RAW DATA ▸
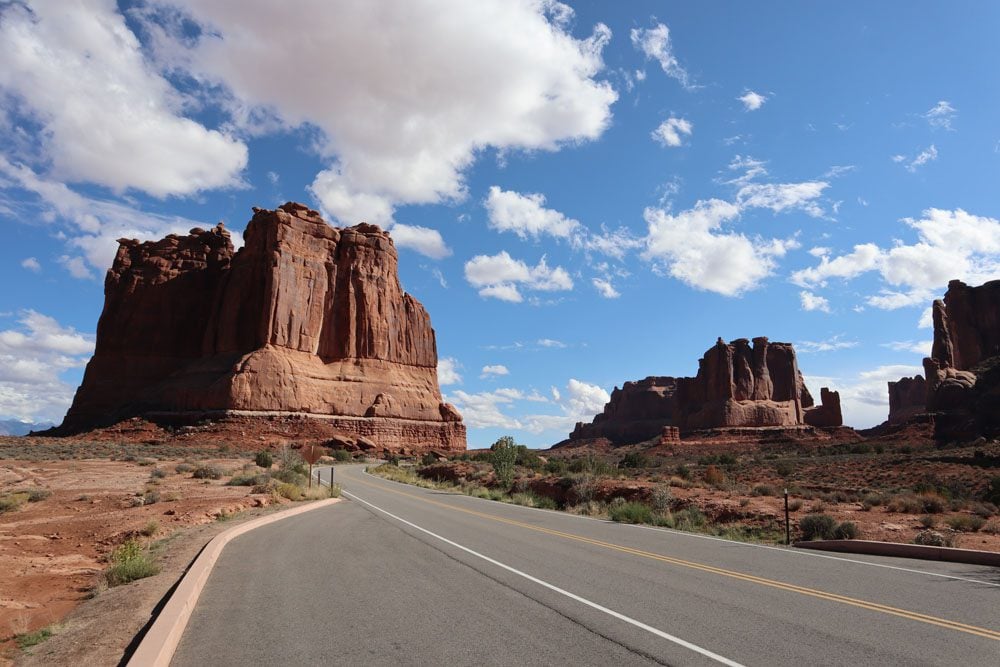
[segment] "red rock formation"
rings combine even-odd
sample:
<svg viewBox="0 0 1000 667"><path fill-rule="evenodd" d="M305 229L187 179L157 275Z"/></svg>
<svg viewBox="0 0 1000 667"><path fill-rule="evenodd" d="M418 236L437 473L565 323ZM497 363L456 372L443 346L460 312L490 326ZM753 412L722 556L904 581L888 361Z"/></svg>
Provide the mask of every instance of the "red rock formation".
<svg viewBox="0 0 1000 667"><path fill-rule="evenodd" d="M590 424L577 424L570 440L607 438L620 445L662 436L664 427L686 433L843 424L837 392L824 388L822 405L813 405L790 343L763 337L750 342L720 338L693 378L648 377L616 387L604 412Z"/></svg>
<svg viewBox="0 0 1000 667"><path fill-rule="evenodd" d="M927 383L922 375L889 383L889 423L902 424L927 409Z"/></svg>
<svg viewBox="0 0 1000 667"><path fill-rule="evenodd" d="M1000 280L948 283L934 302L934 346L924 359L926 408L937 435L1000 432Z"/></svg>
<svg viewBox="0 0 1000 667"><path fill-rule="evenodd" d="M304 413L390 449L465 448L388 233L288 203L254 209L244 238L236 253L221 225L120 241L64 431L149 413Z"/></svg>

EXERCISE PROMPT ▸ Print all the records again exactly; do not include any picture.

SOLUTION FOR THIS EXERCISE ▸
[segment] "red rock formation"
rings combine even-odd
sample:
<svg viewBox="0 0 1000 667"><path fill-rule="evenodd" d="M305 229L187 179L157 275Z"/></svg>
<svg viewBox="0 0 1000 667"><path fill-rule="evenodd" d="M418 236L437 473L565 323ZM497 363L456 372L443 346L460 312L490 326ZM753 412L722 556L904 581L888 361Z"/></svg>
Provide the mask of every instance of the "red rock formation".
<svg viewBox="0 0 1000 667"><path fill-rule="evenodd" d="M590 424L577 424L570 440L607 438L620 445L662 436L664 427L686 433L843 424L837 392L824 388L822 405L813 405L790 343L763 337L750 342L720 338L693 378L648 377L616 387L604 412Z"/></svg>
<svg viewBox="0 0 1000 667"><path fill-rule="evenodd" d="M927 383L922 375L889 383L889 423L902 424L927 409Z"/></svg>
<svg viewBox="0 0 1000 667"><path fill-rule="evenodd" d="M1000 280L948 283L934 302L934 346L924 359L926 408L937 435L1000 432Z"/></svg>
<svg viewBox="0 0 1000 667"><path fill-rule="evenodd" d="M304 413L390 449L465 448L388 233L288 203L254 209L244 238L236 253L221 225L120 241L64 431L149 413Z"/></svg>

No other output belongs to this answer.